BEGIN Dataset records
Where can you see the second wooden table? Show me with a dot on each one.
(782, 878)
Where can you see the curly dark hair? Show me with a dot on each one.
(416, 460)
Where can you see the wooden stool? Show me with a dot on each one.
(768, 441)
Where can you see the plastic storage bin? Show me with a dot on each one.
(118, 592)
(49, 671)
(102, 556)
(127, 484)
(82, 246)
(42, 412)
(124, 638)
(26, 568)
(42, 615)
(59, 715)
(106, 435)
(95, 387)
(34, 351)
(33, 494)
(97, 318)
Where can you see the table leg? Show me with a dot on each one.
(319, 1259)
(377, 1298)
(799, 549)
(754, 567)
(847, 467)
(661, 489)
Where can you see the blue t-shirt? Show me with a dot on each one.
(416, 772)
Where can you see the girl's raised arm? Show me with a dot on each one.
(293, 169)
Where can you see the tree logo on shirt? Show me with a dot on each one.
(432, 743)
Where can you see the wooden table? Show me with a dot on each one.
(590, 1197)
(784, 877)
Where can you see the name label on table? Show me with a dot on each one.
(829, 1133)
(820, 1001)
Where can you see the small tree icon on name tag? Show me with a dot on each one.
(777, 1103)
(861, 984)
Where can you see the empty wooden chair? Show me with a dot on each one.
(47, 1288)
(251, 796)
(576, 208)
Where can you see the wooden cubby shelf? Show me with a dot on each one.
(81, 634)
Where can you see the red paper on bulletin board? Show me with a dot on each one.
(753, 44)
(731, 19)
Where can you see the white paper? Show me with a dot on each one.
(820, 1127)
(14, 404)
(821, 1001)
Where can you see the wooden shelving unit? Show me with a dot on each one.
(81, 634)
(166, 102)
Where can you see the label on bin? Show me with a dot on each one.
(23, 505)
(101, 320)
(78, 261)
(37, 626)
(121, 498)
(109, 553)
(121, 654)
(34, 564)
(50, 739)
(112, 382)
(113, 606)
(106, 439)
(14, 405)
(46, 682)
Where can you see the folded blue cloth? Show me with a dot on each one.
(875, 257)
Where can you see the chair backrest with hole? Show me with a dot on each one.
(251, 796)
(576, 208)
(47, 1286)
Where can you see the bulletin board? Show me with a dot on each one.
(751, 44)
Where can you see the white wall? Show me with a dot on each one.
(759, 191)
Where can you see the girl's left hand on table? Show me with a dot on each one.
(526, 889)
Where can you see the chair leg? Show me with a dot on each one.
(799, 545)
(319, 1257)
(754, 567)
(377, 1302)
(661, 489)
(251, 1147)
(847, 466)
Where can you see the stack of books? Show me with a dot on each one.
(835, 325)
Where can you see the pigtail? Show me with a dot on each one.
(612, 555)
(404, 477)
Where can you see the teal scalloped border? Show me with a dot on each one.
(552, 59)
END Dataset records
**Work instruction:** All of the entries must be given again, word for word.

**Reply:**
Where can you see the second wooden table? Show me with a dot on each one.
(782, 878)
Where can you see the curly dark hair? Show me with a dot on each one.
(416, 460)
Where can you see the wooden stool? Show me with a dot on each one.
(768, 441)
Where can you see the plastic storage bin? Show me with a dot on each one.
(118, 592)
(49, 671)
(102, 556)
(127, 484)
(82, 246)
(42, 412)
(124, 638)
(26, 568)
(42, 615)
(59, 715)
(106, 435)
(95, 387)
(34, 351)
(33, 494)
(97, 318)
Where can you see the table leg? Show me with a dot on each one.
(319, 1259)
(377, 1298)
(799, 549)
(754, 567)
(847, 467)
(661, 489)
Where can you see the blue t-shirt? Show me with a dot on each one.
(416, 772)
Where can you see the girl's raised arm? Show me with a dot on each one.
(293, 169)
Where can you see the tree logo on shirt? Show me with a dot on each one.
(432, 743)
Where can you see the wooden table? Show me with a dot on each one.
(590, 1197)
(784, 877)
Where can you see the name label on table? Show me with a dot on each one.
(829, 1133)
(820, 1001)
Where can you see the small tree icon on name tag? Show me with a dot on each one.
(777, 1103)
(861, 984)
Where can you see the empty wooden chair? Show me with a dot on each one.
(47, 1288)
(251, 796)
(576, 208)
Where can you see the wooden cubby shelf? Show me with a dot on each one.
(81, 634)
Where can you see the red paper on bulletin board? Show me with a dot on each one.
(753, 44)
(731, 19)
Where can you see the white paper? Show me with a dot on each one.
(820, 1127)
(14, 404)
(821, 1001)
Where can you see the wooden shelving unit? Show me with a dot on each one.
(81, 634)
(166, 102)
Where can you see the label on bin? Show me with a dot on each one.
(23, 505)
(101, 320)
(78, 261)
(37, 626)
(121, 498)
(109, 553)
(121, 654)
(34, 564)
(50, 739)
(112, 382)
(113, 606)
(106, 439)
(14, 405)
(46, 682)
Where can you see the folded blue cloth? Show me with a dot on each one.
(875, 257)
Where can you see the chair backrest with hole? Show me with a dot on each one.
(251, 796)
(576, 208)
(47, 1286)
Where can you see the bulletin board? Show me with a dot on each one.
(751, 44)
Where can you see the white wall? Show me with a dot on each one.
(759, 191)
Where can you see the girl's left hand on table? Show me with a dot on each one.
(526, 889)
Where can you see the chair leg? Show me with a dot on each one.
(799, 545)
(319, 1257)
(754, 567)
(377, 1302)
(661, 489)
(251, 1147)
(847, 466)
Where can you see the stack of books? Show me with a dot on each one.
(835, 325)
Where can you see the pigtail? Show me with a dot on each one.
(612, 555)
(404, 477)
Where can you see the teal scalloped border? Show me with a dot on each one.
(552, 59)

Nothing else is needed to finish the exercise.